_PROBLEM_
All of the material below is to be returned exactly.

--- BEGIN GIVEN RECORDS ---

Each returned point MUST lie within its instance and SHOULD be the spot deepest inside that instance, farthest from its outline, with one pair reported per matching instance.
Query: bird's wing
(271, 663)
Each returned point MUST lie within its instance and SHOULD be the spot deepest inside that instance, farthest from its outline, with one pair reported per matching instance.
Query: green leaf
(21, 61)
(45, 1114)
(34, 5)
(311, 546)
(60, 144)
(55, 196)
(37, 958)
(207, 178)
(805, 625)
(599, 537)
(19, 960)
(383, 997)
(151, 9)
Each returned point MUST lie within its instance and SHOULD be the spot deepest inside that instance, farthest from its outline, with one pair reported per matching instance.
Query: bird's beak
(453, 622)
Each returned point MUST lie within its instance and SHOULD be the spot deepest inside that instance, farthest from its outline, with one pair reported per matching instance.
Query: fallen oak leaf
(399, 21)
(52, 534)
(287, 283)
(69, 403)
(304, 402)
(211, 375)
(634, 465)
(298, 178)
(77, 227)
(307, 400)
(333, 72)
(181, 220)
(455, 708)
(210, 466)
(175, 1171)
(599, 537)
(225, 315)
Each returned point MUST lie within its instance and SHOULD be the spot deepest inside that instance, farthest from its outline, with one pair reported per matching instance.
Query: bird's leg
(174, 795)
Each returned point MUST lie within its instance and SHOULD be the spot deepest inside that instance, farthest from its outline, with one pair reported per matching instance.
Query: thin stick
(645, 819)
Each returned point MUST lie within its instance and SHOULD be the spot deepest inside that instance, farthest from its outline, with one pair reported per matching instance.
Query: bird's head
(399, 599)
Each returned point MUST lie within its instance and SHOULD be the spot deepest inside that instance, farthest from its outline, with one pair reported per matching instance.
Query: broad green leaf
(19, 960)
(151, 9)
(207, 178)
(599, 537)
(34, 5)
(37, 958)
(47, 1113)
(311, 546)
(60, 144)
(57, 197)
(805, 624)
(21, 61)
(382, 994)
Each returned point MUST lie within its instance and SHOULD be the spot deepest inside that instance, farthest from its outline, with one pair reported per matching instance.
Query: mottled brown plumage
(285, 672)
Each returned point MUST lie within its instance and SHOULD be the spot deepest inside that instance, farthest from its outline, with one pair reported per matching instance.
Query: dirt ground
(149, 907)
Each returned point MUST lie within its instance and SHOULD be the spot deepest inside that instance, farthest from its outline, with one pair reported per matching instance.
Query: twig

--- END GIVEN RECORDS ---

_ANSWER IN FULL_
Each returned point MUST lie within its instance and SHOULD be the spot deepest inside that instance, farthest from its outline, with one pair reported per matching instance.
Query: bird's wing
(271, 663)
Each returned point MUST lie within its instance and SHOULD be the spot deepest inside that instance, farthest from its outline, with one pair reported per matching instance.
Query: green leaf
(21, 61)
(45, 1114)
(34, 5)
(311, 546)
(60, 144)
(55, 196)
(37, 958)
(207, 178)
(805, 625)
(599, 537)
(19, 960)
(383, 997)
(151, 9)
Each returned point MUST lie within its instance and SHOULD be the spot deepest inside that instance, farthest from its outline, with one pair reported per matching instance.
Query: bird's beak
(453, 622)
Each returned point MUST lie within its instance and SHOULD be the spot deepest inside that instance, farthest from its outline, with one pair reported per matching instance.
Query: fallen oak leaf
(399, 21)
(52, 534)
(287, 283)
(69, 403)
(304, 402)
(211, 375)
(634, 465)
(298, 178)
(77, 227)
(307, 400)
(333, 72)
(181, 220)
(455, 708)
(210, 466)
(175, 1171)
(599, 537)
(225, 315)
Each returned point MUST lie within its instance and SHOULD be the spot deepest inside that instance, farthest from its outline, with one pair reported per matching instance.
Query: bird's leg
(174, 795)
Each returned point MUST lie within its instance and SHOULD be the spot deepest inside that instance, farthest from its outline, with one pair reported per matching instance.
Query: thin stick
(645, 819)
Each returned point MUST lie within its instance and SHOULD be the spot deepest inside that instance, farthest from its outline, with one pair reported per matching instance.
Query: bird's head
(399, 599)
Each returned point MUST lie within its instance and SHOULD be the spot deepest inside that instance, farthest from its outline, with one pair reported per matching instance.
Query: broad green leaf
(19, 960)
(151, 9)
(207, 178)
(599, 537)
(34, 5)
(37, 958)
(47, 1113)
(311, 546)
(60, 144)
(57, 197)
(805, 624)
(21, 61)
(382, 994)
Each returned point MUST lie within its instance and SHOULD be the spot deepest inside that instance, farthest from its outline, with one pair reported per matching instance.
Query: mottled brown plumage
(285, 672)
Each returned point MUST lie within its instance and SHOULD be the spot deepest inside that instance, farthest from its outline, with one pair reported per matching instance.
Query: dirt ground
(149, 907)
Each returned point MUST lie within its instance and SHOULD be the spot deepest inside that instance, farthest from its outline, with one pair reported per matching instance.
Query: twig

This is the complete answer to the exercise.